Repeat every row below word for word, changing nothing.

- _Records supplied_:
--------

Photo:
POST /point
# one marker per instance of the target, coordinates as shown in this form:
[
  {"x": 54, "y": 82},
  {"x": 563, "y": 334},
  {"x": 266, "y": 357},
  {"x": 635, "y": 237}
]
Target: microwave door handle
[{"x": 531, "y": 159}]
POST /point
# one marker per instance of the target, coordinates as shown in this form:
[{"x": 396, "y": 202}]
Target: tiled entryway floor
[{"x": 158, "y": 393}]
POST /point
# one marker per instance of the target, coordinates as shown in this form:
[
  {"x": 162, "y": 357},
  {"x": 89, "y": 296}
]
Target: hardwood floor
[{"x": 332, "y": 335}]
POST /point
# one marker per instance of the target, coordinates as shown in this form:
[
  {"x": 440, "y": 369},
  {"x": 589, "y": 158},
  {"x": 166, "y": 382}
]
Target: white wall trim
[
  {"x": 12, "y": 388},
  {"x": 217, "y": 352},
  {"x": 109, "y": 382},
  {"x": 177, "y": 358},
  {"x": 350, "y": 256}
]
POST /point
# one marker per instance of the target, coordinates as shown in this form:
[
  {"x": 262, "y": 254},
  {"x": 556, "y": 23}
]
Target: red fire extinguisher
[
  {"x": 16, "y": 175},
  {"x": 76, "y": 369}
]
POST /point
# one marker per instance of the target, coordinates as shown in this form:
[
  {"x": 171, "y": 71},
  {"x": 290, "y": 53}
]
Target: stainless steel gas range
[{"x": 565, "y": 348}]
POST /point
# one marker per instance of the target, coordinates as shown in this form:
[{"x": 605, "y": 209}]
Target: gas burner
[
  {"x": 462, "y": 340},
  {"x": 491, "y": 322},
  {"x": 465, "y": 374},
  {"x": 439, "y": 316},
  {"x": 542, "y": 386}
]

--------

- _The response_:
Photo:
POST /point
# one marker per instance of the target, coordinates as shown in this form:
[
  {"x": 54, "y": 82},
  {"x": 563, "y": 334},
  {"x": 266, "y": 357},
  {"x": 635, "y": 237}
]
Target: microwave door handle
[{"x": 531, "y": 159}]
POST /point
# one marker per instance of the target, coordinates as shown in this form:
[{"x": 396, "y": 202}]
Target: tiled entryway floor
[{"x": 158, "y": 393}]
POST /point
# one marker per instance of the target, coordinates as shown in this form:
[
  {"x": 162, "y": 357},
  {"x": 89, "y": 296}
]
Target: hardwood floor
[{"x": 332, "y": 335}]
POST /point
# one marker per instance of the target, coordinates as shown in this form:
[
  {"x": 440, "y": 369},
  {"x": 589, "y": 158},
  {"x": 166, "y": 382}
]
Target: white wall trim
[
  {"x": 12, "y": 388},
  {"x": 217, "y": 352},
  {"x": 109, "y": 382},
  {"x": 177, "y": 358},
  {"x": 350, "y": 256}
]
POST /point
# one marker per instance of the target, coordinates as shown in this form:
[
  {"x": 262, "y": 254},
  {"x": 556, "y": 23}
]
Target: red fire extinguisher
[
  {"x": 16, "y": 175},
  {"x": 76, "y": 369}
]
POST /point
# one marker per instance of the target, coordinates as shown in this form:
[
  {"x": 171, "y": 71},
  {"x": 290, "y": 53}
]
Target: stainless steel gas range
[{"x": 565, "y": 348}]
POST /point
# one marker per instance of the target, coordinates as shown in this form:
[{"x": 605, "y": 209}]
Target: gas burner
[
  {"x": 462, "y": 340},
  {"x": 491, "y": 322},
  {"x": 465, "y": 374},
  {"x": 439, "y": 316},
  {"x": 542, "y": 386}
]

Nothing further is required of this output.